ЗАДАНИЕ A
Верните дословно часть отрывка о Северянине, которая открывается словами «Ни в 1912-м, ни» и завершается словами «печали, остаться Поэтом.».
== ПРЕДЛОЖЕННЫЙ ОТРЫВОК ==
Несмотря на множество дачников, в здешних реках в изобилии водилась форель. И кроме того, в Тойле были настоящие морские закаты и море — тоже почти настоящее, не чета петербургской луже. (Северянин, хлебнув в ранней юности океанской дальневосточной чары, обожал все морское, он даже коллекционировал изображения кораблей, особенно нравились ему профили броненосцев.)

Не удивительно, что, впервые попав в этот вроде бы чужой эстонский край, поэт почувствовал себя так, как если бы ему вернули его детство в северной русской губернии...

В свой первый приезд в деревушку у моря Северянин написал всего два эстонских стихотворения. Одно, проходное, посвящено Зинаиде Гиппиус, второе — «Морская памятка» — оказалось провидческим:

Только здесь, у прибоя, заглушающего птичье
Незатейное пенье, озаряющее лес,
Познаю, просветленный, преимущество величья
Земноводной пучины над пучиною небес...

Ни в 1912-м, ни в первые военные годы поэту в голову не могло прийти, что здесь, в деревушке у моря, ему придется прожить треть отпущенного судьбой земного срока. Однако, как это случается иногда с творческими людьми, Северянин предсказал свое грядущее и даже угадал единственное на земле место, где он смог, несмотря на все свои печали, остаться Поэтом.

В 1916 году Игоря Васильевича Лотарева наконец-то призвали в армию. Никаких усилий, чтобы избежать мобилизации, он не делал, однако на фронт не попал. В строевой части, где новобранцам преподавали азы военного дела, его признали неспособным к воинской службе. Ирина Одоевцева приводит в своих мемуарах следующий рассказ одного из русских эмигрантов: «Я достоверно знаю от моего приятеля, капитана полка, в который был направлен Северянин, с хохотом рассказывающего мне о новобранце Лотареве-Северянине, бывшем посмешищем полка, что он не поддавался никакой муштровке. Фельдфебель из сил выбивался. Никак не мог заставить его не поворачиваться налево при команде направо, до хрипоты орал на него, разбивавшего весь строй: «Эй ты, деревня! Куда гнешь опять?..» В конце концов определили его в санитары на самую черную работу — по уборке и мытью полов, — на другую способности и смекалки не хватило! Я специально ездил к моему приятелю в полк полюбоваться на «принца фиалов» с ночной посудиной в руках. Презанимательное было зрелище, смею вас уверить!»
===
== ИСХОДНЫЕ ДАННЫЕ ==
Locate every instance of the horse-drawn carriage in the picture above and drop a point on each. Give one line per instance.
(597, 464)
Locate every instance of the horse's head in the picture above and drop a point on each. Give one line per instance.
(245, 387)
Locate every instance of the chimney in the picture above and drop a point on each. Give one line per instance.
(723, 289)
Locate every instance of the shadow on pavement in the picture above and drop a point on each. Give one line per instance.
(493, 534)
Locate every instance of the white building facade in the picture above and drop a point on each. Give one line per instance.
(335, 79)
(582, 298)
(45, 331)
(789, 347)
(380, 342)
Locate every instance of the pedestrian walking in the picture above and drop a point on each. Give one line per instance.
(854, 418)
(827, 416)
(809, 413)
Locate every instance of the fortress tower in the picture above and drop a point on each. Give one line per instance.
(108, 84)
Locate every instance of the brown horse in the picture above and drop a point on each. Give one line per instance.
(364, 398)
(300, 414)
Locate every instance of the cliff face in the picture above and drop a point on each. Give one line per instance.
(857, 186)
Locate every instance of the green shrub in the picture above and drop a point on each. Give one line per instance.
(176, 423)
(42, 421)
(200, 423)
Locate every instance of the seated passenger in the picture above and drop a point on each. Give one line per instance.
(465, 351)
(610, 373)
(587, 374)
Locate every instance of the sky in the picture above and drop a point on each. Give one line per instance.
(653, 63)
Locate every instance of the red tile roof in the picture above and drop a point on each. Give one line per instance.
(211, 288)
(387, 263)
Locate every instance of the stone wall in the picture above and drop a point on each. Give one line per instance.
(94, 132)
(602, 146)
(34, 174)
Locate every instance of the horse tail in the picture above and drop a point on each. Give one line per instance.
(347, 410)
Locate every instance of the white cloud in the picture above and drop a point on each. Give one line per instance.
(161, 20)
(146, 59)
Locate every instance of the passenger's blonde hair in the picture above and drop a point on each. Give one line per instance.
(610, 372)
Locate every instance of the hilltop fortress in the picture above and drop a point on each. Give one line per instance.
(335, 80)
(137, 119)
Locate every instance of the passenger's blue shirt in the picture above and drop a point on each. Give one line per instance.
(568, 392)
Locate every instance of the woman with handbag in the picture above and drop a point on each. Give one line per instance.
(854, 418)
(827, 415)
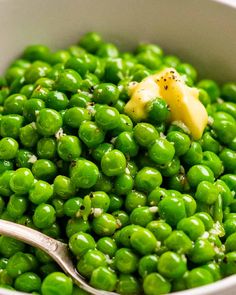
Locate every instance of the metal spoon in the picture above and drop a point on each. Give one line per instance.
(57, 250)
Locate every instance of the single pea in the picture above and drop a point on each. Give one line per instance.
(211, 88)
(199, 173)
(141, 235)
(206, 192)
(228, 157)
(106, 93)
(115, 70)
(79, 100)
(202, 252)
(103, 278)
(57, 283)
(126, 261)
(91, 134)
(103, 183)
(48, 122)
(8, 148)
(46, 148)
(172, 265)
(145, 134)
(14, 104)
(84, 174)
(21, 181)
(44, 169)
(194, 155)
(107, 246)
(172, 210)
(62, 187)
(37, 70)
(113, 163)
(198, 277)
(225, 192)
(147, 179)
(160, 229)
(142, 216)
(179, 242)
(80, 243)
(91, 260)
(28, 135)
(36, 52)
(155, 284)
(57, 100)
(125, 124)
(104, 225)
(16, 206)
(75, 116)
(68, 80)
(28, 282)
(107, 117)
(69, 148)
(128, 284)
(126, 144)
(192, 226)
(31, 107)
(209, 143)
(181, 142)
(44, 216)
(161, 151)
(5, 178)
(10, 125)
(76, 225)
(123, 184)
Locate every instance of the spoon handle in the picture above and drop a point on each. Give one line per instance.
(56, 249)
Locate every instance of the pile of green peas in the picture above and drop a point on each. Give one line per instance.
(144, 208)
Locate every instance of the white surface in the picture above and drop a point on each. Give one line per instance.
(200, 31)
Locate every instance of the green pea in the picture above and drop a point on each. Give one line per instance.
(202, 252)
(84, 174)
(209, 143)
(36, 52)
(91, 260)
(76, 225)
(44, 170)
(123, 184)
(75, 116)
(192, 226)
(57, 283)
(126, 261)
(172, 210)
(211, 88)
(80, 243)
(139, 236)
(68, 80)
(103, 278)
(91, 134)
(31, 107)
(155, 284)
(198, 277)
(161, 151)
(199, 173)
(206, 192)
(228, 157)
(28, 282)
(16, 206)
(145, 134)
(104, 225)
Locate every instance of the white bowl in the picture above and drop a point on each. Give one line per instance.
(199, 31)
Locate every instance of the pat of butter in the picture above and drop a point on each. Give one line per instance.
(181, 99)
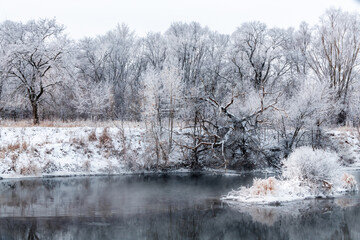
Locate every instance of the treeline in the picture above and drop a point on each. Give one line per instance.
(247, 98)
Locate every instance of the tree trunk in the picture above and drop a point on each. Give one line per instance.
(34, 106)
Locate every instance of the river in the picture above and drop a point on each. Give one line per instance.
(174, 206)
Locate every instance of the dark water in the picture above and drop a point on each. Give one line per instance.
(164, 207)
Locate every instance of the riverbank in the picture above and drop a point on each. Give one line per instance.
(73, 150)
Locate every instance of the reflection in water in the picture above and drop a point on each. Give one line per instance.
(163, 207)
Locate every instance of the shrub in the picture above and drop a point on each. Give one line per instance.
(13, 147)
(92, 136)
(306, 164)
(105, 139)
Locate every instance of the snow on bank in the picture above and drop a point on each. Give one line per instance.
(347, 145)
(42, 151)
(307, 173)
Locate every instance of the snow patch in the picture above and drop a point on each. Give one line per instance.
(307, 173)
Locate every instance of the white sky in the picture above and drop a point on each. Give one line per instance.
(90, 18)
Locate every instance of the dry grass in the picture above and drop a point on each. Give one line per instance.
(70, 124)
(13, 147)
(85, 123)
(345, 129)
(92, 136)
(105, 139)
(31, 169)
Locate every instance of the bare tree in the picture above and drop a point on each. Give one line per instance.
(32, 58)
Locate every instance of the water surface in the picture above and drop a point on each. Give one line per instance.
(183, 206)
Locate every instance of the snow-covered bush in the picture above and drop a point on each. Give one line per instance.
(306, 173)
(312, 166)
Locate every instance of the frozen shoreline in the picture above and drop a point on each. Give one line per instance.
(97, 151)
===
== ИСХОДНЫЕ ДАННЫЕ ==
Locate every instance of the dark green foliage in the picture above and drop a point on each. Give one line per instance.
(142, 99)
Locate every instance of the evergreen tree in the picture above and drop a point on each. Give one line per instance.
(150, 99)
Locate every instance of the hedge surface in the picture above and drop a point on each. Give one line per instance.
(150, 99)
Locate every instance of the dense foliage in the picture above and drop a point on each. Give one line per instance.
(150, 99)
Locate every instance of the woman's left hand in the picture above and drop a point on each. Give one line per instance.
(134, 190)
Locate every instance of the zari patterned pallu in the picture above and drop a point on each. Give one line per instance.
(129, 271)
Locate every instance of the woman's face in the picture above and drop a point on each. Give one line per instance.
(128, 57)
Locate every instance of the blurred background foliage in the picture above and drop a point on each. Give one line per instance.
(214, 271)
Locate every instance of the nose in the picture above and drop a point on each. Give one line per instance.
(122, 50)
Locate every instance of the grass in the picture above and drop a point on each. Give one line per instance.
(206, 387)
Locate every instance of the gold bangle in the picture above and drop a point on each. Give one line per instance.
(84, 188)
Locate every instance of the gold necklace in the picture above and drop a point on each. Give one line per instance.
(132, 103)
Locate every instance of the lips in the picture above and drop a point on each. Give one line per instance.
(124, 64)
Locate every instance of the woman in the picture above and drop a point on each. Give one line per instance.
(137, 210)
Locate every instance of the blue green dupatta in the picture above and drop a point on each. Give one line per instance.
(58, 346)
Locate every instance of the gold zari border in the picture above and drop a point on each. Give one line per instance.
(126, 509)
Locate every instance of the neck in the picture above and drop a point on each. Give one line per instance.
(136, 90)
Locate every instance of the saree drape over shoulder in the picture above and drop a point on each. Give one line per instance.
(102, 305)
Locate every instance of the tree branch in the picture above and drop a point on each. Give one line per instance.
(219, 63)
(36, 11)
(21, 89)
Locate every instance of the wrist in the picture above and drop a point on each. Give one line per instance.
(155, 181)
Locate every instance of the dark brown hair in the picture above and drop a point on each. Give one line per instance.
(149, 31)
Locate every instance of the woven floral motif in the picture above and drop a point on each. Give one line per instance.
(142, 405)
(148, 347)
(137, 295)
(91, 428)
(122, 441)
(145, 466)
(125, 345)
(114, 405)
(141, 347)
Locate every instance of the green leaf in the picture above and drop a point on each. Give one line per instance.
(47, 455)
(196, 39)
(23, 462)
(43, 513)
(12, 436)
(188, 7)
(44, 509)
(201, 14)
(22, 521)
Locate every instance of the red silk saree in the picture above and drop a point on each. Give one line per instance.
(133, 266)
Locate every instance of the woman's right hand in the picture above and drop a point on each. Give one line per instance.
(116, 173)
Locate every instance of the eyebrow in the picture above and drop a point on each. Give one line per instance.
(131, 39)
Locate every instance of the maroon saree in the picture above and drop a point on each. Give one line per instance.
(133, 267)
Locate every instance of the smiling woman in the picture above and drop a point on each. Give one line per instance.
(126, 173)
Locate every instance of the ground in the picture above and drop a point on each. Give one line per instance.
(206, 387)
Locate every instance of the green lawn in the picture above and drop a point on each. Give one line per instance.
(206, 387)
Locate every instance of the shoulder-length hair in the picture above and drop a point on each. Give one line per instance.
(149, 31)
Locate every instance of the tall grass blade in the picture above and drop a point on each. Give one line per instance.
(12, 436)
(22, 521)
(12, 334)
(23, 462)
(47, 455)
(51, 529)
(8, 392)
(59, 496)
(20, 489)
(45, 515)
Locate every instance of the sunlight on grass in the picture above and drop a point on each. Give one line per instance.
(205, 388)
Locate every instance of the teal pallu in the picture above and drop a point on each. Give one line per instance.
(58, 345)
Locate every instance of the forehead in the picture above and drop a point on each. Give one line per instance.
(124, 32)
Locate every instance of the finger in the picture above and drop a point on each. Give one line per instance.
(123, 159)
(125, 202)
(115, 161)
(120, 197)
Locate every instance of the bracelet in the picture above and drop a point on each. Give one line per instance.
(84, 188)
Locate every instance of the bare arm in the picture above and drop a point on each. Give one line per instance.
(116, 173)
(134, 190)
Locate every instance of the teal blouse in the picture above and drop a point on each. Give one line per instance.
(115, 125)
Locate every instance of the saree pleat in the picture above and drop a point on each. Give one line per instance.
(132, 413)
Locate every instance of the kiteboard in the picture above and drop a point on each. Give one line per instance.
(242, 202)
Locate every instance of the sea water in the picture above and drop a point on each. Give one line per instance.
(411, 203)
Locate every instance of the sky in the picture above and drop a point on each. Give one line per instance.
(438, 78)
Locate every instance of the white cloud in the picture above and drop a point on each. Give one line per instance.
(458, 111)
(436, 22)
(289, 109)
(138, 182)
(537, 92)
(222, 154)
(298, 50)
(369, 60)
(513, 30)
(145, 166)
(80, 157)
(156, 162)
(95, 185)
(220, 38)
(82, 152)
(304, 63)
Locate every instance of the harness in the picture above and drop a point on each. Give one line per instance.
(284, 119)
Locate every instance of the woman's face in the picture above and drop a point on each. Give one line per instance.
===
== ИСХОДНЫЕ ДАННЫЕ ==
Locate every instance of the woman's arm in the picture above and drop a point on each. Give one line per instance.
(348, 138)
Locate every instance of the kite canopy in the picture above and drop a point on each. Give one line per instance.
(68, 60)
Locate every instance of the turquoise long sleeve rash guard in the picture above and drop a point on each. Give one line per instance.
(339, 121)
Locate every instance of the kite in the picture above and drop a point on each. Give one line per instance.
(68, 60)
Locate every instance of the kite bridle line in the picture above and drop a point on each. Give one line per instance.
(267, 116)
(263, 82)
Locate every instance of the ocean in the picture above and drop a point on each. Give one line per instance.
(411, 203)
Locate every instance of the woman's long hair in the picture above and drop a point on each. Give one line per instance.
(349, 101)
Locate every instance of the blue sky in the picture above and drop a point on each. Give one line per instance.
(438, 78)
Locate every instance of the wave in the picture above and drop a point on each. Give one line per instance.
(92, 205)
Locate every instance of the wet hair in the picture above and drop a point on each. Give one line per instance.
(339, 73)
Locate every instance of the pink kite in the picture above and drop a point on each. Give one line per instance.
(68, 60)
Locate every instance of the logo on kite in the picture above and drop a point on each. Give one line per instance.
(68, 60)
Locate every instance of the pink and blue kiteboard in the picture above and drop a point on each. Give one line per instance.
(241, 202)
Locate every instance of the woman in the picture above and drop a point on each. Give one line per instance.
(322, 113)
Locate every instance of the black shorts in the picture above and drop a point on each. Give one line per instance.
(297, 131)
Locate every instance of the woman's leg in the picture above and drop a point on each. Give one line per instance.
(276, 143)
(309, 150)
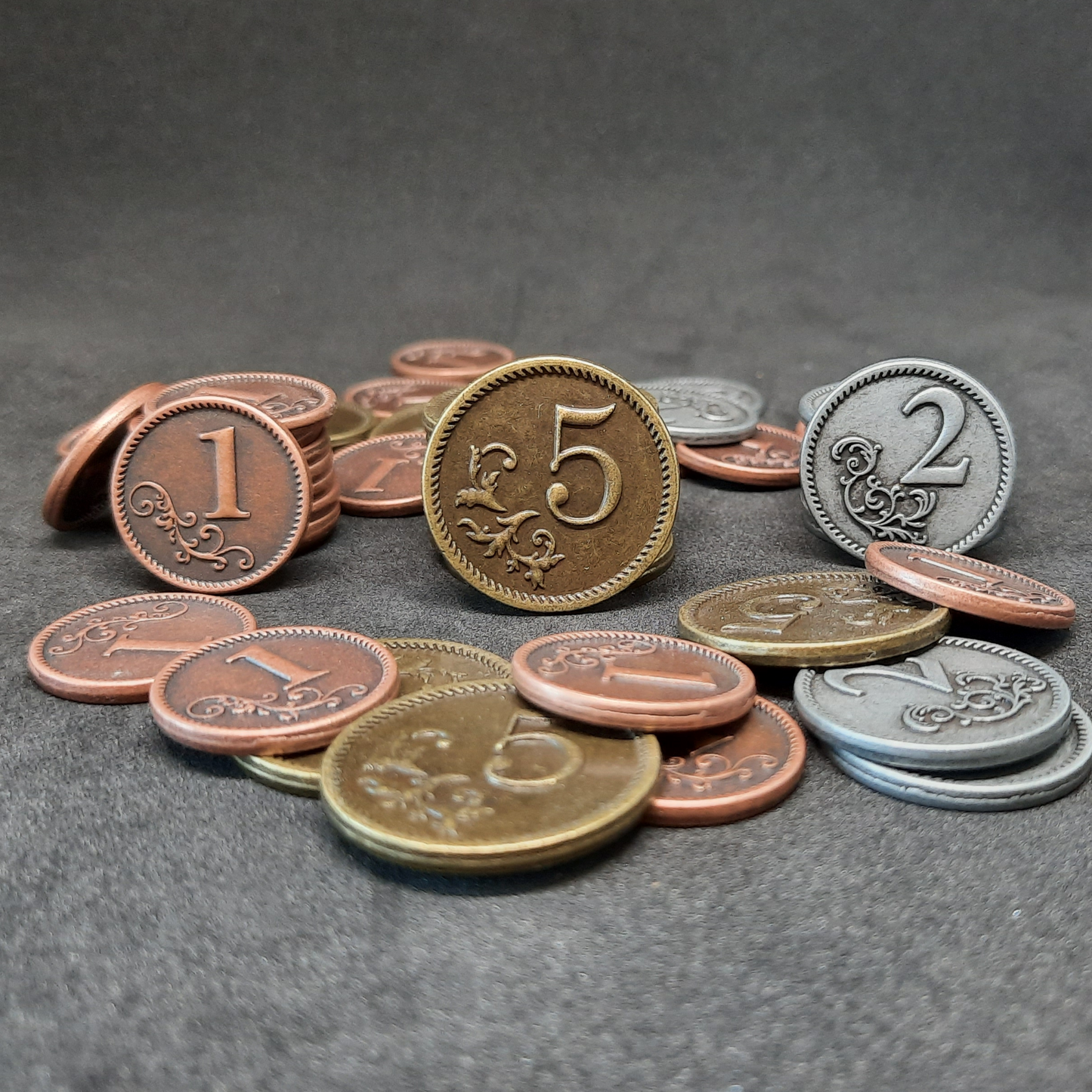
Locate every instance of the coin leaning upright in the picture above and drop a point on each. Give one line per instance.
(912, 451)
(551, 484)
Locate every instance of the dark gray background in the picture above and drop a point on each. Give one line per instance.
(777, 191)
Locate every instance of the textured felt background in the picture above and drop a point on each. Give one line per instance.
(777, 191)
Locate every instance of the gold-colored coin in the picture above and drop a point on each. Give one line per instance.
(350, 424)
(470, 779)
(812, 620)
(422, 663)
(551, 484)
===
ЗАДАНИЕ B
Какие строки записей выше содержат слово «saree»? Верните каждую из них целиком.

ОТВЕТ К ЗАДАНИЮ A
Ни в 1912-м, ни в первые военные годы поэту в голову не могло прийти, что здесь, в деревушке у моря, ему придется прожить треть отпущенного судьбой земного срока. Однако, как это случается иногда с творческими людьми, Северянин предсказал свое грядущее и даже угадал единственное на земле место, где он смог, несмотря на все свои печали, остаться Поэтом.

ОТВЕТ К ЗАДАНИЮ B
Locate every instance of the saree drape over shoulder in the picture above and drop a point on each. Give one line per instance.
Locate every instance of the red silk saree in the picture above and drop a point on each. Give one line per instance.
Locate every instance of the maroon saree in the picture above and drop a point on each. Give one line per instance.
Locate every instance of the saree pleat in the picture above and drop a point on each. Give one line per instance.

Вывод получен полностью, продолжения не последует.